**WORK TO COMPLETE:** For the entries below, the expected answer is the line with "Note to the class: find the tattoo on arm", the line with "Note to the class: find the woman's right", and every line between them, exactly as written, and nothing more.

**PROVIDED INFORMATION:**
:::::

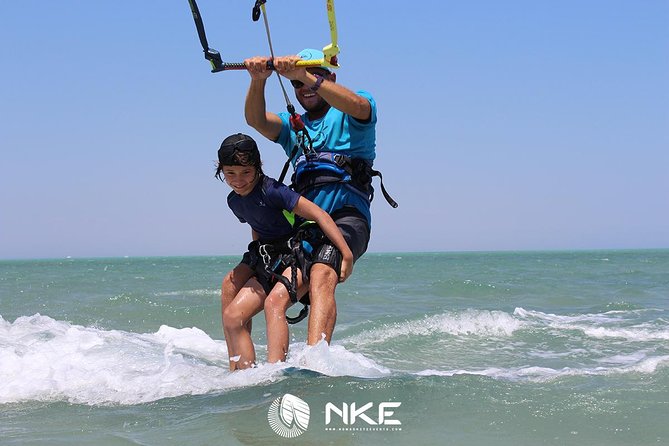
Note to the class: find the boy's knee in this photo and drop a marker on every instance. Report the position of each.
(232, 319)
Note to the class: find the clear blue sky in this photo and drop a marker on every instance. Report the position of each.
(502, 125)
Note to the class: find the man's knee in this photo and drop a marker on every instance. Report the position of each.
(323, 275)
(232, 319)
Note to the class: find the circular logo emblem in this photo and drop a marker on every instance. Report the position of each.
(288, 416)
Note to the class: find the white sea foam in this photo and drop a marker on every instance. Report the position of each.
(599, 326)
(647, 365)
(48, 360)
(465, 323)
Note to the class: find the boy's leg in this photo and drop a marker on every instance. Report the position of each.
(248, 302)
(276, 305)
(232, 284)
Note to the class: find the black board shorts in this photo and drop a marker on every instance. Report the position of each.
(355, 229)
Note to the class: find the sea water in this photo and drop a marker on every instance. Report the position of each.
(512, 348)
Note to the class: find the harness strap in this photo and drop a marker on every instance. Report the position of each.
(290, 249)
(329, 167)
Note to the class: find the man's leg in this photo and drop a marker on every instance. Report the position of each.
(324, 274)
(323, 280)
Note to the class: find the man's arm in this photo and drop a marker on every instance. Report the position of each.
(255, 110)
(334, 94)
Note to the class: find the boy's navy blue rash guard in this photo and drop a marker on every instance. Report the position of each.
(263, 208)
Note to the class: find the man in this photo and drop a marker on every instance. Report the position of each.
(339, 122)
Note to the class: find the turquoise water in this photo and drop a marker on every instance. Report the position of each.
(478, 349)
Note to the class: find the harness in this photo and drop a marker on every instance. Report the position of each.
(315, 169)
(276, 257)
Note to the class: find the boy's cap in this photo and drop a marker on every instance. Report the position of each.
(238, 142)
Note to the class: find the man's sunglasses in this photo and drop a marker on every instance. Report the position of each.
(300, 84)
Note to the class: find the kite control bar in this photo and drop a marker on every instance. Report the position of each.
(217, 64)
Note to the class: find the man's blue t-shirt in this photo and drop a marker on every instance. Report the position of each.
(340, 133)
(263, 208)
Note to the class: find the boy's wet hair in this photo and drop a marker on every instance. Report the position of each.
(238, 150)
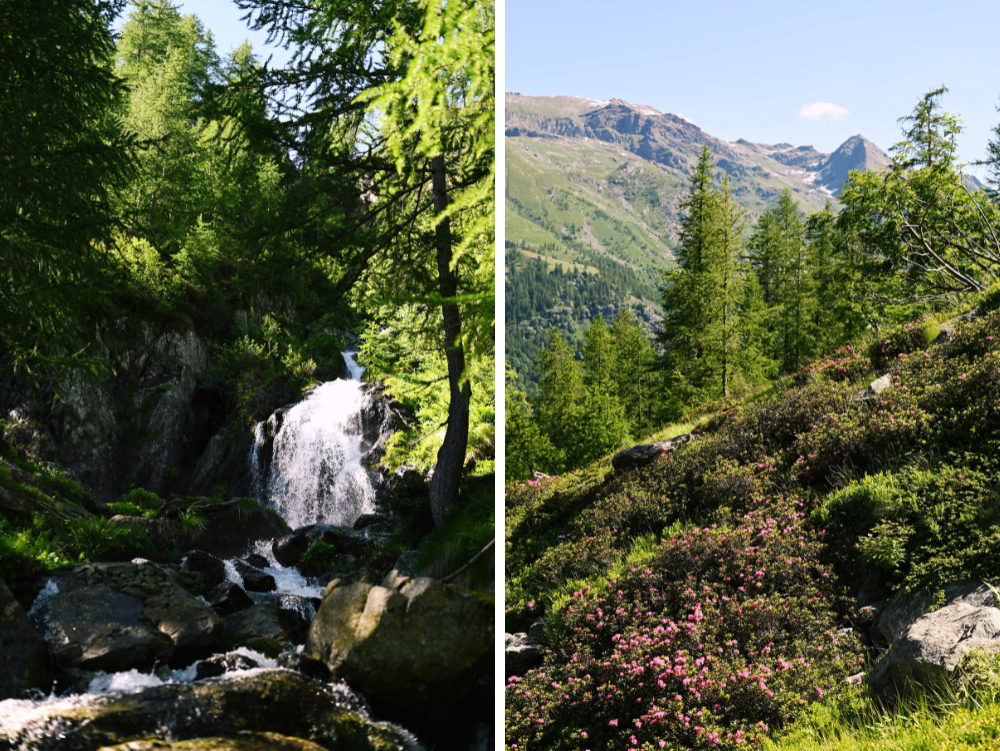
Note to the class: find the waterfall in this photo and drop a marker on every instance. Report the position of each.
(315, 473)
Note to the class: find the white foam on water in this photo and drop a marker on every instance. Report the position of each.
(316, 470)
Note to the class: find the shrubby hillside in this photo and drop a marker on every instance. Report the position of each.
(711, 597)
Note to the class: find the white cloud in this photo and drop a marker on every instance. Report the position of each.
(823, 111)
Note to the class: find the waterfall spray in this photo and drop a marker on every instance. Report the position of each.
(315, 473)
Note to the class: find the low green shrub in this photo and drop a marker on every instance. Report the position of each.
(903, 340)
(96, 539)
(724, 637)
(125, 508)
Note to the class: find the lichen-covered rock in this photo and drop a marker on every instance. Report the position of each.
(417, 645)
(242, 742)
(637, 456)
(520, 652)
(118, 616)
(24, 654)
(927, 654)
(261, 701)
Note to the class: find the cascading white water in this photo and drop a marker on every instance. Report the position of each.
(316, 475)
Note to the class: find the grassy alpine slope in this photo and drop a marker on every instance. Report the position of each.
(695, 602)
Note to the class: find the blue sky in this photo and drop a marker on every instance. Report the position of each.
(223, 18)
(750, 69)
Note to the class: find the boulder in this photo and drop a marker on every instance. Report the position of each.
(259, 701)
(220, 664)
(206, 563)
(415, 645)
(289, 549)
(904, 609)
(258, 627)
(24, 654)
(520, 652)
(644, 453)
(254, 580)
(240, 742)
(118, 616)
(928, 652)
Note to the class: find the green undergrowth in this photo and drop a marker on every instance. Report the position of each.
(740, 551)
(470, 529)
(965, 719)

:::::

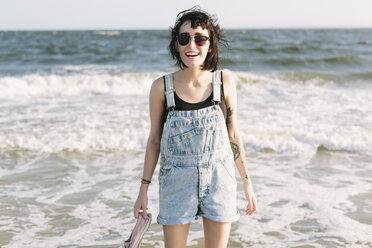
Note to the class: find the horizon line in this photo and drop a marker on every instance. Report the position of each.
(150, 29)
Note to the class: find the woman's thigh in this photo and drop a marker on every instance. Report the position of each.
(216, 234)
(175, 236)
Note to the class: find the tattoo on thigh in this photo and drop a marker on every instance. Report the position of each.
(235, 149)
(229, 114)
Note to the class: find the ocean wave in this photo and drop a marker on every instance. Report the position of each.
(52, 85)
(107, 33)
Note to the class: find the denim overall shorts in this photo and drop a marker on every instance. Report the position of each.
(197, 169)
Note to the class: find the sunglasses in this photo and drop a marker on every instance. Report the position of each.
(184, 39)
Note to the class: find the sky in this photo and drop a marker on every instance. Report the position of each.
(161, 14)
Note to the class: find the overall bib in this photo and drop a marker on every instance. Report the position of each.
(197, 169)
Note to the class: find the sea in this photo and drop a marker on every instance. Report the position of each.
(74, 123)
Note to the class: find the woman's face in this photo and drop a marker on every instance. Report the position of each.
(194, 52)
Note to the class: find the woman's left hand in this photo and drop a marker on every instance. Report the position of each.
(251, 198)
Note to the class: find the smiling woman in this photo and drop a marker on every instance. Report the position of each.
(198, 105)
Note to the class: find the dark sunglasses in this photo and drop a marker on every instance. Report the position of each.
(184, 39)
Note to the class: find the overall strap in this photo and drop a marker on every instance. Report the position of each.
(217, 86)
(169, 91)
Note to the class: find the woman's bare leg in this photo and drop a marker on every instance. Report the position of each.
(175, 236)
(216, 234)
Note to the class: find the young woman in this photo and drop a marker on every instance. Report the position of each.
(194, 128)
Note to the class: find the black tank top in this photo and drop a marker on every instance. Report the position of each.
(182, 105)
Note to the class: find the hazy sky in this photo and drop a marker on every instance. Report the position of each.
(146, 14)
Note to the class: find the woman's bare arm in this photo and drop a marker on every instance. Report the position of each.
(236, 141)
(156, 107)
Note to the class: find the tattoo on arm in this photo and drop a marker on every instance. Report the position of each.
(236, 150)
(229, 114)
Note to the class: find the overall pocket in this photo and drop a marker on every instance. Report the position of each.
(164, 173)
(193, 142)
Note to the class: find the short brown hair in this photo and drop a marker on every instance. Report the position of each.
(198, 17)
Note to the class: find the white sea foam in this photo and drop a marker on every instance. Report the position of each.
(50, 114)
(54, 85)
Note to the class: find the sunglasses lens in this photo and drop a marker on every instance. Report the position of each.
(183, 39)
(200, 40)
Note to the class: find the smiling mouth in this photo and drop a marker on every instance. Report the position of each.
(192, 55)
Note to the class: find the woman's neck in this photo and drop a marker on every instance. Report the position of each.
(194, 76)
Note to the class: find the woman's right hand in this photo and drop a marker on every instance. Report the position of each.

:::::

**YOUR SOLUTION:**
Note to the class: find the tattoo on arm in this photo and drop a marker on every instance. Report the position of each.
(236, 150)
(229, 114)
Note to the class: find the overall pocket in this photo and drop a marker on every instance. Report the position of each.
(164, 173)
(193, 142)
Note to the class: find the short brown hair in this photo and drop a marker on every instance. Report the position of each.
(198, 17)
Note to the class: find the white sea foam in this photo and drop a marker on every instance. Report the position of each.
(50, 114)
(54, 85)
Note to the class: find the sunglasses lens in this photo and drop a marker on every instance. Report the position of each.
(183, 39)
(200, 40)
Note to the class: find the smiling mouth in this photo and drop a marker on every instance. Report the position of each.
(192, 55)
Note to the class: find the woman's neck in this photo and drop a marker on every instance. Report the position of each.
(194, 76)
Note to the class: find the woman's right hand in this photo and drop a marker on every instance. Report the position of each.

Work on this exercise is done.